_TEXT BLOCK:_
- Chancellor Rachel Reeves set for key Mansion House speech following protracted climbdown on spending restraints, including Winter Fuel payments
- Reeves’ inaugural Mansion House speech in November paved the way for consolidation and increased investment in UK assets in workplace pensions
- Upcoming Mansion House speech likely to contain details of second phase of Pensions Review, which will look at pension adequacy across ‘three pillars of the UK system – state, occupational and personal wealth’
- Chancellor could outline ISA reform plans, after indicating at the Spring Statement government aims to ‘get the balance right’ between cash and investing
- Treasury to publish policy note setting out proposed changes to the Financial Services and Markets Act 2000 regulations, to enable the introduction of targeted support
AJ Bell head of public policy, Rachel Vahey, says:
“After a bruising few weeks, the chancellor will be hoping to reset the agenda at next week’s Mansion House speech, likely turning her attention to pensions again and trying to persuade voters this government can plot a path toward a more prosperous retirement for millions of Brits.
“Phase two of the government’s Pensions Review will look at adequacy, essentially trying to answer the question of how the UK can develop a future-proof plan for delivering everyone an adequate retirement income.
“It’s now 20 years since the Turner Review was published. That comprehensive look at the UK’s retirement system ushered in a new regime for pensions, resulting in the introduction of landmark automatic enrolment reforms which changed pension saving in the UK forever. A fresh review will need to consider whether those reforms went far enough.

_WRITTEN EXERCISE A:_
Answer these questions from the Mansion House text, one answer per line and marked the same way:
(i) Which act's regulations does the Treasury plan to change to allow targeted support?
(ii) What position does Rachel Vahey hold at AJ Bell?
(iii) How many years have passed since the Turner Review was published?
The listing that comes next is unrelated to the Mansion House text.

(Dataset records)
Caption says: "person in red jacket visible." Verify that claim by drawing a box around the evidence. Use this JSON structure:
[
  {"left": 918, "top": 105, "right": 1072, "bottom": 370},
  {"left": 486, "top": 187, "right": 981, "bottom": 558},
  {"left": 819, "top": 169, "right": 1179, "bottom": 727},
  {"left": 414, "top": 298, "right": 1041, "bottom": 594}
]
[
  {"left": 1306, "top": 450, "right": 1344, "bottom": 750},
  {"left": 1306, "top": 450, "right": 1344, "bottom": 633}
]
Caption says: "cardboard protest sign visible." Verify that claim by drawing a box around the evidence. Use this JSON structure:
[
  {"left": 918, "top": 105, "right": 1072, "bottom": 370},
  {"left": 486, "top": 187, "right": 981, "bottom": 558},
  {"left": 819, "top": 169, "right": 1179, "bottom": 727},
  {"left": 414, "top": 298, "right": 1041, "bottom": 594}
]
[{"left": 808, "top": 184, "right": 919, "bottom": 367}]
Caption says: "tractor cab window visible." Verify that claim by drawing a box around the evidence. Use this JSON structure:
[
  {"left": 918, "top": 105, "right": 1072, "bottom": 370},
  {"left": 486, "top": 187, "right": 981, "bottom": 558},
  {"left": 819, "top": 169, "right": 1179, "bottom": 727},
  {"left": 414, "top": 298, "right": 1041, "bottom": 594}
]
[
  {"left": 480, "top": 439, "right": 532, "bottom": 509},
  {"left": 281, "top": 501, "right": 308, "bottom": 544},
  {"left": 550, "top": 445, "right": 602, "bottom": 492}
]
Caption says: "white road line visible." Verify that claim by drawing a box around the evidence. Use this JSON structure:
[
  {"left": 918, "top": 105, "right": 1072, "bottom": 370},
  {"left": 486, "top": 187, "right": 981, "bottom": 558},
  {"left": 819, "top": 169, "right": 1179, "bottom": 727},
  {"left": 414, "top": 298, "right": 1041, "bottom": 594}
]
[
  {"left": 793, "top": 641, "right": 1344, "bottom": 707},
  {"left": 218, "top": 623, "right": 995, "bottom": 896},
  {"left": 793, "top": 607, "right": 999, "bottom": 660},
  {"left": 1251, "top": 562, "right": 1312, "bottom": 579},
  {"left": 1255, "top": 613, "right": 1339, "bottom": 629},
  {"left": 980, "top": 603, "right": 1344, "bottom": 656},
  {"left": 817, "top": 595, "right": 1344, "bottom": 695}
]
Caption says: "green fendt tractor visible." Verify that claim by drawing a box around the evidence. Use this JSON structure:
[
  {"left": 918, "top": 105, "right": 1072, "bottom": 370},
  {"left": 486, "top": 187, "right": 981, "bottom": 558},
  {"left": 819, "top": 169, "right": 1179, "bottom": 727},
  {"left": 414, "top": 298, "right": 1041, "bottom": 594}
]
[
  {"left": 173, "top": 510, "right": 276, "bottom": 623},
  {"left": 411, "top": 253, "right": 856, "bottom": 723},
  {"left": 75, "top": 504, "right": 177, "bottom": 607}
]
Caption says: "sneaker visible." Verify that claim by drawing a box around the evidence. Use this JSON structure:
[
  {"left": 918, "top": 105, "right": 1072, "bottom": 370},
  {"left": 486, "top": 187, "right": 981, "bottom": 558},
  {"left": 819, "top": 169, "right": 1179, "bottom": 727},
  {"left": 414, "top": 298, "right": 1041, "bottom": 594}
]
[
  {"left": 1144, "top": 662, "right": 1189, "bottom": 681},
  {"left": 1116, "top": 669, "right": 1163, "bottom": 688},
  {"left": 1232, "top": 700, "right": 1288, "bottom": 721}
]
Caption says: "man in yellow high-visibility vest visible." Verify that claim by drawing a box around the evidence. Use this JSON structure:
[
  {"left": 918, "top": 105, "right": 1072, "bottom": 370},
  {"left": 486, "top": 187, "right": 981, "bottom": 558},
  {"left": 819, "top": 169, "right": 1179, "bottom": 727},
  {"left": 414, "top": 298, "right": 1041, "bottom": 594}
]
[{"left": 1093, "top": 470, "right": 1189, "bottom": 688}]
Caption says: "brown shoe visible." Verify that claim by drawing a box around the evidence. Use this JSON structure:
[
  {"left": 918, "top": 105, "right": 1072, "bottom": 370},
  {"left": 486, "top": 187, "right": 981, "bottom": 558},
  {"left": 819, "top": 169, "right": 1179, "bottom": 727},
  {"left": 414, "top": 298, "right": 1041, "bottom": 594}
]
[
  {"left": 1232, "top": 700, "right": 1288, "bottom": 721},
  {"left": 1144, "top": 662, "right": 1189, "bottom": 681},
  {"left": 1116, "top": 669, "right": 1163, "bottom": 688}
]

_WRITTEN EXERCISE B:_
Resize the listing by rewriting every line from the one containing "in yellow high-visibility" through the end of the listing, requests included. Multiply each bounding-box coordinate in the answers by 2.45 and round to whole numbers, with halves rounded up, but leave the numbers in the requests and their format samples unchanged.

_TASK OUTPUT A:_
(i) The Financial Services and Markets Act 2000
(ii) Head of public policy
(iii) 20 years

_TASK OUTPUT B:_
Caption says: "man in yellow high-visibility vest visible." Verify that claim by drawing a box around the evidence. Use this JSON structure:
[
  {"left": 918, "top": 105, "right": 1072, "bottom": 370},
  {"left": 486, "top": 187, "right": 981, "bottom": 558},
  {"left": 819, "top": 169, "right": 1179, "bottom": 727},
  {"left": 414, "top": 298, "right": 1041, "bottom": 594}
]
[{"left": 2678, "top": 1152, "right": 2913, "bottom": 1686}]
Caption says: "brown shoe visible." Verify that claim by drawing a box around the evidence. Use this JSON structure:
[
  {"left": 918, "top": 105, "right": 1072, "bottom": 370},
  {"left": 486, "top": 187, "right": 981, "bottom": 558},
  {"left": 819, "top": 169, "right": 1179, "bottom": 727},
  {"left": 414, "top": 298, "right": 1041, "bottom": 594}
]
[
  {"left": 3018, "top": 1715, "right": 3156, "bottom": 1766},
  {"left": 2803, "top": 1622, "right": 2913, "bottom": 1668},
  {"left": 2734, "top": 1639, "right": 2849, "bottom": 1686}
]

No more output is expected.